— start of Data for processing —

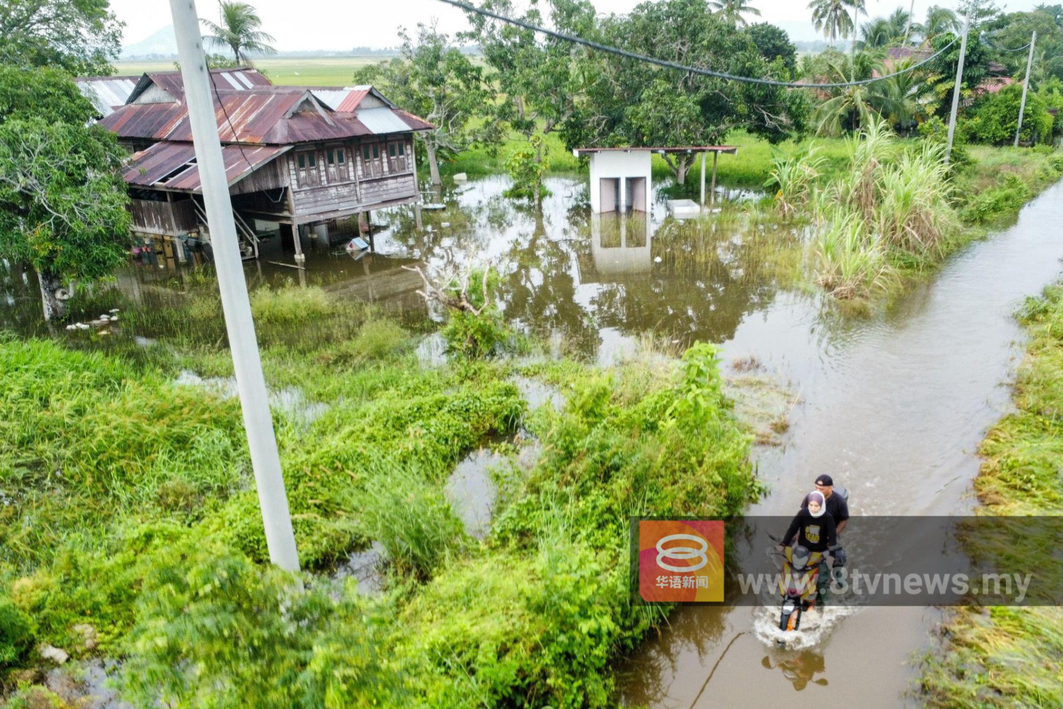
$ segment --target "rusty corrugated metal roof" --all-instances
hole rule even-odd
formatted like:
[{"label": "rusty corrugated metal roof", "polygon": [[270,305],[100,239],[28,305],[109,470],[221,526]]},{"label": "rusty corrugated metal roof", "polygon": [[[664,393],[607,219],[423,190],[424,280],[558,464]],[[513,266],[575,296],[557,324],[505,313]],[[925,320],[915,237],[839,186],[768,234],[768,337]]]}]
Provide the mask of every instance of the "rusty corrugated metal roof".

— end of Data for processing —

> **Written instruction**: Retype the records above word for word, leaving out the picture.

> **Solution**:
$ segment --target "rusty corrugated metal roof" --all-instances
hole rule even-odd
formatted like:
[{"label": "rusty corrugated metal roof", "polygon": [[270,305],[100,239],[28,305],[109,470],[221,526]]},{"label": "rusty corrugated metal roof", "polygon": [[[664,393],[607,219],[423,190],[424,280],[558,464]],[[513,266],[575,296],[557,324],[505,313]],[[925,320],[915,237],[839,186],[768,234],[768,337]]]}]
Provide the mask of every instance of the "rusty corrugated metal roof".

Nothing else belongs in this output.